### DESCRIPTION OF THE TASK
Answer these questions using the passage about a school nurse:
1. How many children does Hackman say she sees each day?
2. Who dropped in for a short visit yesterday?
3. About how many of the 315 students at Maury have been diagnosed with asthma?

### EXCERPT PROVIDED
__________________________________________________
School nurse Gloria Hackman's day usually begins as soon as she parks her car outside Maury Elementary School in Northeast Washington. The principal might run up to tell her about students who hurt themselves playing before class. Or she might make it to her office without interruption, only to find a line of children waiting with scrapes or scratches or bellyaches.

"I'll see 16 to 20 children each day with everything from injuries on the playground to headaches and stomachaches. Some of them just want to come in and talk," she said. "Sometimes I don't even have time to take my coat off."

But yesterday was different. President Clinton dropped in for a short visit and listened as Hackman, 47, talked about the most common ailment among the children she cares for: asthma.

Hackman, a District native who has been a nurse for nearly 20 years, began working in D.C. elementary schools two years ago. She was immediately struck by the number of children who are asthma sufferers. Of the 315 students at Maury, about 25 have been diagnosed with the condition--one of the highest rates in the city's public schools.
__________________________________________________
Data records
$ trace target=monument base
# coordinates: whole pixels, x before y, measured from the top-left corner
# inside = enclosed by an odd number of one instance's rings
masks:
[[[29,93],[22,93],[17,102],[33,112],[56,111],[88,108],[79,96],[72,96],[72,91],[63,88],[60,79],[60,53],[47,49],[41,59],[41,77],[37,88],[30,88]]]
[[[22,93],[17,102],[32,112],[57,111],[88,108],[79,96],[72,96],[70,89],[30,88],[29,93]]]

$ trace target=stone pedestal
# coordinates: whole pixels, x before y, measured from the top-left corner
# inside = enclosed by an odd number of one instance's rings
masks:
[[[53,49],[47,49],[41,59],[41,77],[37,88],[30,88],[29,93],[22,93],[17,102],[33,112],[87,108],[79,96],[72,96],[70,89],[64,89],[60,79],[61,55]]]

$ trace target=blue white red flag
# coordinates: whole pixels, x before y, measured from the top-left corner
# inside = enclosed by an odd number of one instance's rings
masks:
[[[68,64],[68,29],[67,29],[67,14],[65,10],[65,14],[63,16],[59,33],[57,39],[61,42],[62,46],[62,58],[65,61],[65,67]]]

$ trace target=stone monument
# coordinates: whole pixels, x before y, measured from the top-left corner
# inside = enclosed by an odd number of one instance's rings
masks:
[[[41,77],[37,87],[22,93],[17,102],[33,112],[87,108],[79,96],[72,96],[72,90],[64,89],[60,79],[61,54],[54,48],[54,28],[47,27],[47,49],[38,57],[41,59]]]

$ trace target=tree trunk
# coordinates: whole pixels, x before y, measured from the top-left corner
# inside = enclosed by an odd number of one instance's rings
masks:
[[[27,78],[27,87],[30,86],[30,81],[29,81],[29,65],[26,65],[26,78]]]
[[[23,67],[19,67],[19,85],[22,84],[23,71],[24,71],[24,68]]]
__________________________________________________
### TASK SOLUTION
1. 16 to 20
2. President Clinton
3. About 25